─── INPUT MATERIAL ───
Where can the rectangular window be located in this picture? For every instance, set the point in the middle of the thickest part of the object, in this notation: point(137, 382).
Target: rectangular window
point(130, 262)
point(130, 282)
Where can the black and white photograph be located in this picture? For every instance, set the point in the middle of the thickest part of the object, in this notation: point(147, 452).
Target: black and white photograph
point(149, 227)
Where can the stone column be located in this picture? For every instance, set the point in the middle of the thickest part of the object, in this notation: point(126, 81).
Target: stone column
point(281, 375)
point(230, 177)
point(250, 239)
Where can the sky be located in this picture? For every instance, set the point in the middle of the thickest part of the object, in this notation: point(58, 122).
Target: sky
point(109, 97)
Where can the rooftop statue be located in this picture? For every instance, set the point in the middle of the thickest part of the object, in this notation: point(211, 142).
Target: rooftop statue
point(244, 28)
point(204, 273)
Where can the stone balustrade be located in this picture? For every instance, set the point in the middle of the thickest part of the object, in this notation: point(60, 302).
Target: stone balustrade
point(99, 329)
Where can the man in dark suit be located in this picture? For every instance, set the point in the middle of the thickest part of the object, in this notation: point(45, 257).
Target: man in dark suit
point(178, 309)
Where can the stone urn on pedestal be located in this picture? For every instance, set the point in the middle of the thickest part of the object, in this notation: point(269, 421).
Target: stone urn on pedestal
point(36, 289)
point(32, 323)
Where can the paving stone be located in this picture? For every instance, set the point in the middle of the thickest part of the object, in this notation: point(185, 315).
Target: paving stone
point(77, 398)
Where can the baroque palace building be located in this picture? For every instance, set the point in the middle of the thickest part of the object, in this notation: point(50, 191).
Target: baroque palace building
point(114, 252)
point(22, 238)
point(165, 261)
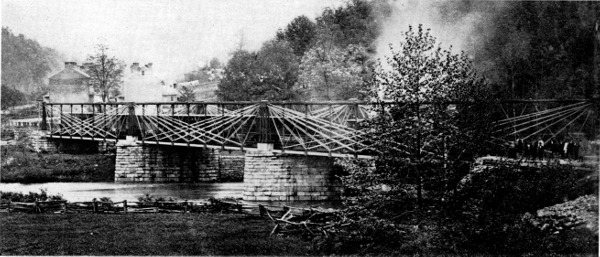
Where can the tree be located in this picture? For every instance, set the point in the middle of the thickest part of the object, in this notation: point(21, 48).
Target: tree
point(11, 97)
point(423, 143)
point(537, 49)
point(215, 63)
point(268, 74)
point(106, 72)
point(299, 33)
point(328, 72)
point(187, 94)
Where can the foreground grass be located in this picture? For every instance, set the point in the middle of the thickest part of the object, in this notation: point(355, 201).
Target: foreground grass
point(143, 234)
point(23, 166)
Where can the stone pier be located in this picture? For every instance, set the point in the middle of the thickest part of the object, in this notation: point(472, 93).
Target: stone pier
point(279, 177)
point(159, 163)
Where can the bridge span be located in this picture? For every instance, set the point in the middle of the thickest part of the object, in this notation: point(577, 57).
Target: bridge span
point(302, 128)
point(283, 150)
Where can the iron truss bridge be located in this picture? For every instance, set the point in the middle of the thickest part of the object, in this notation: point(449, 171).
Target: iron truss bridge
point(323, 129)
point(305, 128)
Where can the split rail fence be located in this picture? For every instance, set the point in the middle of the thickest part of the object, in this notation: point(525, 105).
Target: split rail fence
point(125, 207)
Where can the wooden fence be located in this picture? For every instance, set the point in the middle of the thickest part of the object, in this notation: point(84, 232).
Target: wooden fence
point(125, 207)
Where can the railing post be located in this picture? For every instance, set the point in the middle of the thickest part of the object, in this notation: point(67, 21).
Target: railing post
point(131, 122)
point(94, 205)
point(263, 123)
point(44, 125)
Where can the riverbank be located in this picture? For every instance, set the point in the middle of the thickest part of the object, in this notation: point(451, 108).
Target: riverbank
point(144, 234)
point(21, 165)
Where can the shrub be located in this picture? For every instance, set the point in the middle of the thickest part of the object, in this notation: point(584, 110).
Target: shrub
point(29, 197)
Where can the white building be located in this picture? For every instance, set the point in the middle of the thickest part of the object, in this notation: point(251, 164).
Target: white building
point(140, 84)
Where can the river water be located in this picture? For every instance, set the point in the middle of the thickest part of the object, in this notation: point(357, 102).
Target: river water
point(78, 192)
point(84, 192)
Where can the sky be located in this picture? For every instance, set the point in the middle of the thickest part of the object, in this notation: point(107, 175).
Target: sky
point(177, 36)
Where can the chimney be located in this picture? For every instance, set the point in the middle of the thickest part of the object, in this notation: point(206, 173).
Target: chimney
point(70, 65)
point(135, 66)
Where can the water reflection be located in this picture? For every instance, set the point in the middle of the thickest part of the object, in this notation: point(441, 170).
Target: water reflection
point(76, 192)
point(80, 192)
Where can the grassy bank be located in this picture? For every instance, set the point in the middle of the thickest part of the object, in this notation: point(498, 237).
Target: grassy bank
point(24, 166)
point(144, 234)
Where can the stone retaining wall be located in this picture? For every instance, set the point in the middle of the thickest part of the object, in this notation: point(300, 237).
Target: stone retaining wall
point(275, 177)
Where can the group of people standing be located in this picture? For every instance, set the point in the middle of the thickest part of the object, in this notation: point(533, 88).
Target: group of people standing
point(540, 149)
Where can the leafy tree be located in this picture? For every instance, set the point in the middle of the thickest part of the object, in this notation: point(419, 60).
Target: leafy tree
point(299, 33)
point(423, 142)
point(11, 97)
point(215, 63)
point(25, 63)
point(357, 23)
point(265, 75)
point(106, 72)
point(539, 49)
point(187, 94)
point(329, 72)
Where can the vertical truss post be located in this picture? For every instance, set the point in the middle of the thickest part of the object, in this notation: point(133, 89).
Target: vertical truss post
point(44, 125)
point(356, 127)
point(282, 136)
point(143, 127)
point(172, 117)
point(205, 115)
point(131, 119)
point(51, 118)
point(82, 119)
point(330, 125)
point(93, 119)
point(263, 123)
point(119, 128)
point(156, 133)
point(223, 117)
point(61, 122)
point(305, 117)
point(188, 124)
point(71, 113)
point(104, 121)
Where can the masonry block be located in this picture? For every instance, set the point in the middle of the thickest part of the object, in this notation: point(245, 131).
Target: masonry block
point(269, 176)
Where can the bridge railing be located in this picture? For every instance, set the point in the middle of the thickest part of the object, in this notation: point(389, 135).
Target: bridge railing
point(325, 127)
point(322, 128)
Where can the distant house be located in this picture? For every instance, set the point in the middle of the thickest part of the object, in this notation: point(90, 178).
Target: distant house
point(204, 91)
point(71, 85)
point(140, 84)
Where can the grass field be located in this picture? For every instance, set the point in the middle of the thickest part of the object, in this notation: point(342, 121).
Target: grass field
point(143, 234)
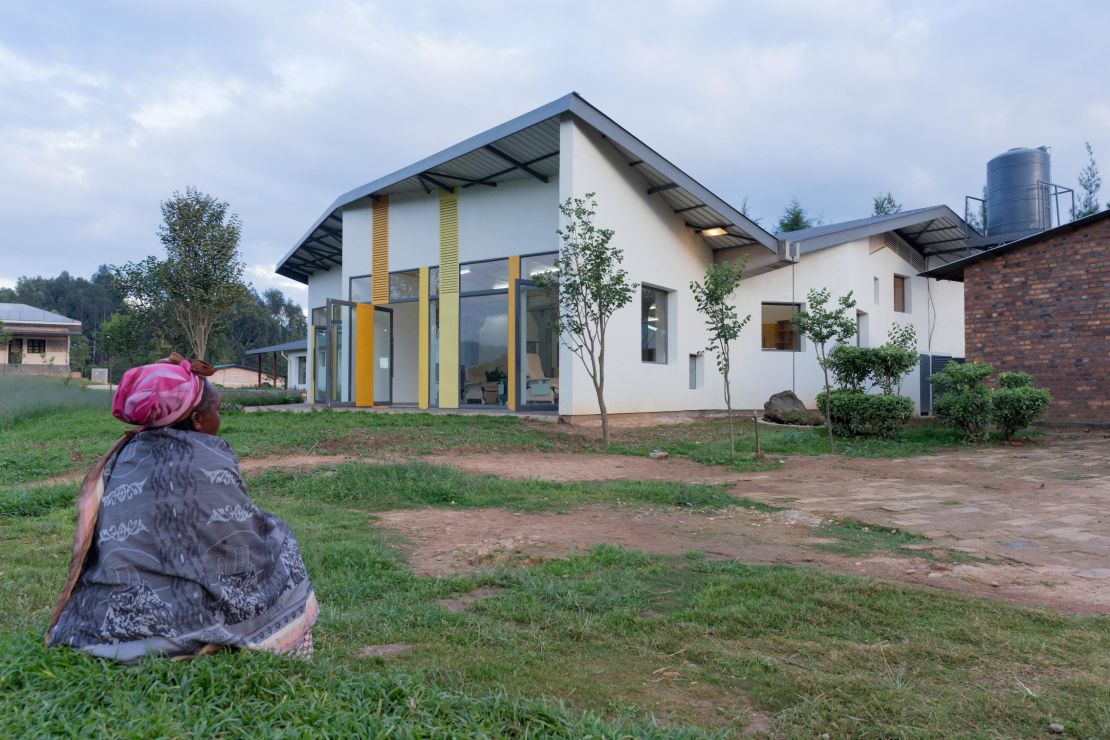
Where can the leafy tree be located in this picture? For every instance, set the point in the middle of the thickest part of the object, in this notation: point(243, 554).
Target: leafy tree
point(588, 285)
point(794, 218)
point(823, 325)
point(714, 300)
point(884, 205)
point(1017, 404)
point(201, 279)
point(1089, 183)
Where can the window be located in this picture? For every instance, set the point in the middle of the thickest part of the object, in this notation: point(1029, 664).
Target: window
point(482, 276)
point(404, 286)
point(360, 290)
point(778, 331)
point(901, 300)
point(653, 325)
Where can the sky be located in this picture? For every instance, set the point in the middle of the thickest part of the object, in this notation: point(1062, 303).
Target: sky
point(108, 108)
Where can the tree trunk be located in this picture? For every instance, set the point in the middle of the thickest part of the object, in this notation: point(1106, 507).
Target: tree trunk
point(828, 405)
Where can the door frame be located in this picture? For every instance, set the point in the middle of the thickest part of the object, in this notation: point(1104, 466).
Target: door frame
point(520, 348)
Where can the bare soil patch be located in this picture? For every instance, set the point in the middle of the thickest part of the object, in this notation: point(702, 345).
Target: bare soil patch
point(444, 541)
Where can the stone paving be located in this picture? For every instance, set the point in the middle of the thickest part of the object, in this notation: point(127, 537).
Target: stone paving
point(1046, 504)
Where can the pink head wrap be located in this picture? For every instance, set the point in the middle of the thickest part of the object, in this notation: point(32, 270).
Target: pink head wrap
point(160, 394)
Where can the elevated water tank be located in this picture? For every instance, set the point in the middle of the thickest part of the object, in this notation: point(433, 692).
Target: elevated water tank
point(1018, 192)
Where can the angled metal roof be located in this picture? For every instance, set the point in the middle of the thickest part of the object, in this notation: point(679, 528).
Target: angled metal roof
point(954, 271)
point(935, 232)
point(527, 147)
point(295, 345)
point(20, 313)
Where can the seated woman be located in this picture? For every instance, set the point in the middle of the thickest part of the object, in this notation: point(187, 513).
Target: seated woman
point(170, 556)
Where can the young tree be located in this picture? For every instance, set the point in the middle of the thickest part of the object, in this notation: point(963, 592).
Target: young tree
point(884, 205)
point(714, 298)
point(1089, 182)
point(589, 286)
point(823, 325)
point(201, 277)
point(794, 218)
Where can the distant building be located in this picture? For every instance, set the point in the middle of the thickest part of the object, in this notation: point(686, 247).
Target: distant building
point(1041, 305)
point(39, 341)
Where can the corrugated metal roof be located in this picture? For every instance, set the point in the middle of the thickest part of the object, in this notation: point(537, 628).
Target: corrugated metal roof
point(528, 147)
point(23, 314)
point(936, 232)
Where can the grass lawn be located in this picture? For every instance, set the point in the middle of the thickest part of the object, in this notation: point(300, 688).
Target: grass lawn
point(611, 642)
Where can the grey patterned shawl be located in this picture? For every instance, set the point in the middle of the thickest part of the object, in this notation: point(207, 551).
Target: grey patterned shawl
point(180, 559)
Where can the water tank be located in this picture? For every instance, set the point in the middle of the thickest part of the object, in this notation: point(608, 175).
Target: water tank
point(1017, 192)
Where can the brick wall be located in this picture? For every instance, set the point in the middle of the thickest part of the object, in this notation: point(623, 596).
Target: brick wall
point(1045, 310)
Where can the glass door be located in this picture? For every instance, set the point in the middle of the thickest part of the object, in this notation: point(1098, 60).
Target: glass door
point(340, 356)
point(383, 356)
point(537, 348)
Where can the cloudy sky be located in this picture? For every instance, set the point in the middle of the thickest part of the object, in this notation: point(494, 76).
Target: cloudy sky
point(107, 108)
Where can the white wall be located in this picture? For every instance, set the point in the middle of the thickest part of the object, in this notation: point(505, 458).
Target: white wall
point(357, 223)
point(414, 231)
point(658, 250)
point(518, 216)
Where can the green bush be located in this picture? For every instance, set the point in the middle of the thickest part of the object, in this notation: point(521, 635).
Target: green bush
point(855, 413)
point(962, 402)
point(1017, 404)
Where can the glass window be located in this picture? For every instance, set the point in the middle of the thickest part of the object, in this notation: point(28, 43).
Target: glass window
point(900, 302)
point(778, 331)
point(537, 264)
point(361, 290)
point(476, 276)
point(653, 325)
point(483, 348)
point(404, 286)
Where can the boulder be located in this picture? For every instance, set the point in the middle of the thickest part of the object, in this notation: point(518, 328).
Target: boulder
point(785, 407)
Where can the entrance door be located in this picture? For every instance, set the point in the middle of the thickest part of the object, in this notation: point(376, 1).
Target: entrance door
point(339, 357)
point(537, 348)
point(383, 356)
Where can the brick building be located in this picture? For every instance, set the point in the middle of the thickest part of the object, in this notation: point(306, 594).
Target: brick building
point(1041, 305)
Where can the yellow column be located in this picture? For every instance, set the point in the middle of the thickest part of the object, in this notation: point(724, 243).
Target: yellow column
point(363, 355)
point(380, 252)
point(423, 316)
point(514, 274)
point(448, 300)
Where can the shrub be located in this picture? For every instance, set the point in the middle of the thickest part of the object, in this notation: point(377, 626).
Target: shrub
point(855, 413)
point(962, 402)
point(1017, 404)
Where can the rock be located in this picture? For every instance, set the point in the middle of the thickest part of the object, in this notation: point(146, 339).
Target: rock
point(785, 407)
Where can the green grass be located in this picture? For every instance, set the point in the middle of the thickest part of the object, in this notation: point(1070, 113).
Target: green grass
point(649, 644)
point(386, 487)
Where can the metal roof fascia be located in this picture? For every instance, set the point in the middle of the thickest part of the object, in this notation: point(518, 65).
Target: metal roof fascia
point(850, 234)
point(465, 147)
point(587, 113)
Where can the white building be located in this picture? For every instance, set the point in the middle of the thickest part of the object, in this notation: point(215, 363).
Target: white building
point(420, 291)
───
▶ EXERCISE TASK
Copy word for word the stretch of records from the line containing "Where can the stone retaining" through the line containing "point(540, 149)", including both of those lines.

▶ WRITTEN REPLY
Where can the stone retaining wall be located in this picture? For every instance, set the point in the middle of the thickest part of the object, in this notation: point(300, 237).
Target: stone retaining wall
point(275, 177)
Where can the group of people standing be located in this picture? For every instance, set the point in the middle of the thickest part of the object, in this notation: point(533, 88).
Target: group of people standing
point(540, 149)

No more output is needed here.